_Text excerpt_.
## Start

# who does camo gun dipping



## yallwatchthis (Oct 3, 2007)

I have a 30-30 lever gun I need camp'ed had devoured spilled on it (dont ask its been over 6 years and it still pissess me off).

I am looking for resonable QUALITY work that will last, I'm in west pensacola.


----------



## TSpecks (Oct 3, 2007)

Michael Cole with Coles taxidermy


----------



## TraderDan (Jul 25, 2009)

*cerakote & Dipping*

Panhandle Powder Coating, does both. they are on fowler off 9 mile


----------



## Crashcrew (Apr 15, 2012)

Als Pawn shop in pace talk to Brian


----------



## TraderDan (Jul 25, 2009)

## End

_Dataset_.
## Start

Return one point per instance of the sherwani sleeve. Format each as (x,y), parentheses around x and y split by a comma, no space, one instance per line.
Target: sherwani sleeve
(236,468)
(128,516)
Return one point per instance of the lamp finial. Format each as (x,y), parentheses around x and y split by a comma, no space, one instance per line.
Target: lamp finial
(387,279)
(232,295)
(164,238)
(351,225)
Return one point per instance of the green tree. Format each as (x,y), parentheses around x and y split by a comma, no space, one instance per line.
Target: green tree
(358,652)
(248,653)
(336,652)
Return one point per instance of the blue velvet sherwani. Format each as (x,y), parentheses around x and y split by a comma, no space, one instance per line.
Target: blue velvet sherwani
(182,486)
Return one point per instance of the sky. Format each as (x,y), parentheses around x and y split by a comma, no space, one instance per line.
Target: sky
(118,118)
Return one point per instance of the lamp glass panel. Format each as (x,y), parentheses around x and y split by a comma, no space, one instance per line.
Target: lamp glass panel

## End

_Tasks to complete_.
**A.** Can you edit the part of the camo gun dipping thread that opens with the words containing "# who does camo" and closes with "pissess me off).", swapping "lever" for "pump"?
**B.** Would you carry on the camo gun dipping thread from the point where it stops?

_Responses to the tasks_.
**A.**
# who does camo gun dipping



## yallwatchthis (Oct 3, 2007)

I have a 30-30 pump gun I need camp'ed had devoured spilled on it (dont ask its been over 6 years and it still pissess me off).

**B.**
*be careful*

Be Careful with the selection of who dips camo, it is a tricky process which has quite a learning curve, some folks cerakote first, which in some cases not a good primer. The dip scratches off easily as it won't adhere good to cerakotes smooth finish. It has peeled of like a bad decal. Might want to do a little research on that before you plop down 150.00 or so for a job. Panhandle has figured out the process and I was quoted around 125.00 for a colt defender dipped.


----------



## bobinbusan (Feb 16, 2010)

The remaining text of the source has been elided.